# START OF Data supplied

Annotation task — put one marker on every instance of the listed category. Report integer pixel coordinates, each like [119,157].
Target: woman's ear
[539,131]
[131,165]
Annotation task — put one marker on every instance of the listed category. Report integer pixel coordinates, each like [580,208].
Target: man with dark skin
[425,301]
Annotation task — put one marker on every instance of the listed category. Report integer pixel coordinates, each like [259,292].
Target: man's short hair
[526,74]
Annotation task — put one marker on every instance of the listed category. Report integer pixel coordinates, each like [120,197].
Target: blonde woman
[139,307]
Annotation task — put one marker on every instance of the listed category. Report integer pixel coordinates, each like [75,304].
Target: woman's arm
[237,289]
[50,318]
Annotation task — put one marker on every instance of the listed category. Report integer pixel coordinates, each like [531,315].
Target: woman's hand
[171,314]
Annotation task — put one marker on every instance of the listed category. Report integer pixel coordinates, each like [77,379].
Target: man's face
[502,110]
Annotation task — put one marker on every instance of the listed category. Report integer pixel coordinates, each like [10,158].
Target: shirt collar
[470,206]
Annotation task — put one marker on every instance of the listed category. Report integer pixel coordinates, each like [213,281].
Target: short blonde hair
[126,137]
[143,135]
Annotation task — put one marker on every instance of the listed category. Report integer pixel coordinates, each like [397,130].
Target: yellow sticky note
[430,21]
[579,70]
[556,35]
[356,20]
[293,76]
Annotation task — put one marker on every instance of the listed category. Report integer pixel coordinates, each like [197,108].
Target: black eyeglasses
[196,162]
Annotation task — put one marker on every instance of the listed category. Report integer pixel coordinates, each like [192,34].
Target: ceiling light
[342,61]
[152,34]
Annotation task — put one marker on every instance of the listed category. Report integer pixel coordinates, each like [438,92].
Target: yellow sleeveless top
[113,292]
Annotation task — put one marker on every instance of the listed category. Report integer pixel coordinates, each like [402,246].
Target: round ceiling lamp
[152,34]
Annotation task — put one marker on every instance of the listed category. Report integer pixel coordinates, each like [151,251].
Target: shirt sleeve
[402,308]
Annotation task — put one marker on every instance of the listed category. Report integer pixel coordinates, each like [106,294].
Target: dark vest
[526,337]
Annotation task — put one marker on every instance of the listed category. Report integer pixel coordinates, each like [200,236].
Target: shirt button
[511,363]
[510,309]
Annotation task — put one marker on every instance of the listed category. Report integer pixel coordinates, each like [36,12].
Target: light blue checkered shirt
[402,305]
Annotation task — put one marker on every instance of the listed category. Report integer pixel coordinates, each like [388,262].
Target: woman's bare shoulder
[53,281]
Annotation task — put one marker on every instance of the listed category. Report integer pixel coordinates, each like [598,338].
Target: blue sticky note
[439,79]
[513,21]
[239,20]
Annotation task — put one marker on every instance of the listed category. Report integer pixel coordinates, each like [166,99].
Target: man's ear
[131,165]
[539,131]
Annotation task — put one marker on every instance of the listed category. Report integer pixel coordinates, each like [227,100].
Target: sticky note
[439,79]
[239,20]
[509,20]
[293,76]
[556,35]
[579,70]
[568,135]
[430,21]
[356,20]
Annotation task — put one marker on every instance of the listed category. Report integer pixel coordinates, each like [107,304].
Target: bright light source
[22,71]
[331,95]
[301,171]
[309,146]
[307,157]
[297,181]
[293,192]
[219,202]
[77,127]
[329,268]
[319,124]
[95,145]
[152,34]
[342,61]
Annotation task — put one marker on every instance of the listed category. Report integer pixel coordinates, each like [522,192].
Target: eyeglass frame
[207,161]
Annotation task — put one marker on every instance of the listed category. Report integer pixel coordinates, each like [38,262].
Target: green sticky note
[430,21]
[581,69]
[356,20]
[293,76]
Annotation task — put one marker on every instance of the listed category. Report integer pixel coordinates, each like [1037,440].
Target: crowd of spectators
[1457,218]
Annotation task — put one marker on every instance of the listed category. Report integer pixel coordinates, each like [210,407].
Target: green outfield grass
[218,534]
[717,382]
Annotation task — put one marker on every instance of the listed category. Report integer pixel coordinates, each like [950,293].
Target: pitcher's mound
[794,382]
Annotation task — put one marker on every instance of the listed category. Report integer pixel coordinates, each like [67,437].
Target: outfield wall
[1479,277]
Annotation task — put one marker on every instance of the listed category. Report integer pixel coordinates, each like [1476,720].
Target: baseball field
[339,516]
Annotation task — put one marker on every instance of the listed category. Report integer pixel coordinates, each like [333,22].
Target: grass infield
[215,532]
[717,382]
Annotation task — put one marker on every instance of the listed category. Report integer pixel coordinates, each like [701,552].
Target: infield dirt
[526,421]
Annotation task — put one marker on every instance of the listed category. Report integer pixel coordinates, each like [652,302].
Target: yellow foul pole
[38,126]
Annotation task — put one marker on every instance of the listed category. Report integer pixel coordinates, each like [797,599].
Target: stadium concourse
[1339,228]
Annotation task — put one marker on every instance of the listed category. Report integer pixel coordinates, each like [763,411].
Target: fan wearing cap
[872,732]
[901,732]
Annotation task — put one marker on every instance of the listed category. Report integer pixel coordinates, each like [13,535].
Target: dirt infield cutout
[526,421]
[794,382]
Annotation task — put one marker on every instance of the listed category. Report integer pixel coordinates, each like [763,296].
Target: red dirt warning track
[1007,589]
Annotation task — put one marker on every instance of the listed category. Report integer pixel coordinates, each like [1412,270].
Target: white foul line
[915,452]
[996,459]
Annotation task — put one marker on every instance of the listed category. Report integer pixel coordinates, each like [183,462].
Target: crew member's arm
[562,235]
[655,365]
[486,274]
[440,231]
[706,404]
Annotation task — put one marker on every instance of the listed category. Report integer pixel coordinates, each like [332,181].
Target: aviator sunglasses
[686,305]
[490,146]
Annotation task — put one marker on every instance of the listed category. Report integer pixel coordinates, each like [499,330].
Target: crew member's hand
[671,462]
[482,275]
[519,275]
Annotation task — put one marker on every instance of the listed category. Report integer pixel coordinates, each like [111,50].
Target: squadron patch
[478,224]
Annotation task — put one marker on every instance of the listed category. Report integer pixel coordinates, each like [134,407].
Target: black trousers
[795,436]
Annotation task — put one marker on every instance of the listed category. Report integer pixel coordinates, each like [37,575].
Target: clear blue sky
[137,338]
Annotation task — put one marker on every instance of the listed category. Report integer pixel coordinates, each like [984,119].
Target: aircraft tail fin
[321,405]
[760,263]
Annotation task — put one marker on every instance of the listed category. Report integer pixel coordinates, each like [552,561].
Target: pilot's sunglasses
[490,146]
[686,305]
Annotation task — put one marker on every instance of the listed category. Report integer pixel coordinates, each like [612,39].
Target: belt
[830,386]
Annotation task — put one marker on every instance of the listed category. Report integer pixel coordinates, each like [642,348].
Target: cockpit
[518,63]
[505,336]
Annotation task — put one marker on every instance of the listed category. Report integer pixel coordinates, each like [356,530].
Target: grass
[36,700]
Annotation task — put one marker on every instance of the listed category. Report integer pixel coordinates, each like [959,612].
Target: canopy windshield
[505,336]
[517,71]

# END OF Data supplied

▶ **What this task involves**: Beginning at the line that holds "each like [612,39].", reproduce each line of the records above down to and including the last one.

▶ **Response to this exercise**:
Annotation task — put one marker on every instance of the listed category. Report integer pixel coordinates, each like [612,39].
Target: belt
[830,386]
Annotation task — put one marker on every instance of the listed category. Report integer pixel coordinates, each like [642,348].
Target: cockpit
[518,63]
[505,336]
Annotation task — put one marker on every instance of the listed category. Report integer pixel coordinates, each like [356,530].
Target: grass
[36,700]
Annotation task — put one marker on every instance of the listed category. Report integer pixel coordinates, each like [959,612].
Target: canopy windshield
[505,336]
[517,71]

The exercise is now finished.